__Work to complete__
Extract from the Steiner Studios article the stretch from "Although Steiner took" through "ago next month.", copying it word for word.

__Source document__
Although Steiner took pains to keep the 1941-vintage, Art Deco 25 Washington Ave.’s exterior — including distinctive curved glass at the corners — looking much as it did when it served a number of US Navy support functions, it’s no exercise in nostalgia. His company has pumped $80 million to $85 million into restoring and re-purposing the 7-story, 220,000 square-foot property since taking control of it four years ago next month.

It will add 150,000 square feet to Steiner Studios’ existing 224,000 square feet of production-related resources to support its 130,000 square feet of sound stages.

The building’s completed transformation later this year will mark the latest expansion of the burgeoning Steiner lot. Rebuilt from the ground up, it opened its doors in 2004 with Mel Brooks’ “The Producers: The Movie Musical.”

Today, its 10 sound stages on 20 acres make it the largest full-scale movie and TV production facility east of Hollywood.

The Studios, entered through a Paramount-style gate, are the glamourpusses of the 300-acre Navy Yard — a sprawling riverfront complex between the Manhattan and Williamsburg bridges that’s confusing, colorful, imbued with a tangible sense of history and seething with creative energy.

__Data provided__

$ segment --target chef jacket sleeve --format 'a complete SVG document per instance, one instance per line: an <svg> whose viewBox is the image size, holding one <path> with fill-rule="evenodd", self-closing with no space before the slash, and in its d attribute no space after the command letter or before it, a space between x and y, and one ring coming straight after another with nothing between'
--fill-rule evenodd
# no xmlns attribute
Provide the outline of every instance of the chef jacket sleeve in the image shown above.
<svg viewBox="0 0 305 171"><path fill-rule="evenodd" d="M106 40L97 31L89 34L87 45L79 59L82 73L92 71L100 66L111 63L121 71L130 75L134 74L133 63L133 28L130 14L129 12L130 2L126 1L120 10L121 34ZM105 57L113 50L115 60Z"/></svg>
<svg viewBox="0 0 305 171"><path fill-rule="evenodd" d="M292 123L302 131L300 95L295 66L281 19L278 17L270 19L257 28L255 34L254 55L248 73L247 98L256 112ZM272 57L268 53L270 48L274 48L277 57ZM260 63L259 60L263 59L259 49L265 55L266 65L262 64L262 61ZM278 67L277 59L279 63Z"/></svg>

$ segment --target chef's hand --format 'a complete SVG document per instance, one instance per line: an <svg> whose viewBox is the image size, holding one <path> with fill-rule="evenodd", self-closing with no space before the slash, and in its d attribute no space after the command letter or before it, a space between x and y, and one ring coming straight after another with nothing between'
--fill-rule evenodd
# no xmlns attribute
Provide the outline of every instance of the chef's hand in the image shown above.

__Task output__
Although Steiner took pains to keep the 1941-vintage, Art Deco 25 Washington Ave.’s exterior — including distinctive curved glass at the corners — looking much as it did when it served a number of US Navy support functions, it’s no exercise in nostalgia. His company has pumped $80 million to $85 million into restoring and re-purposing the 7-story, 220,000 square-foot property since taking control of it four years ago next month.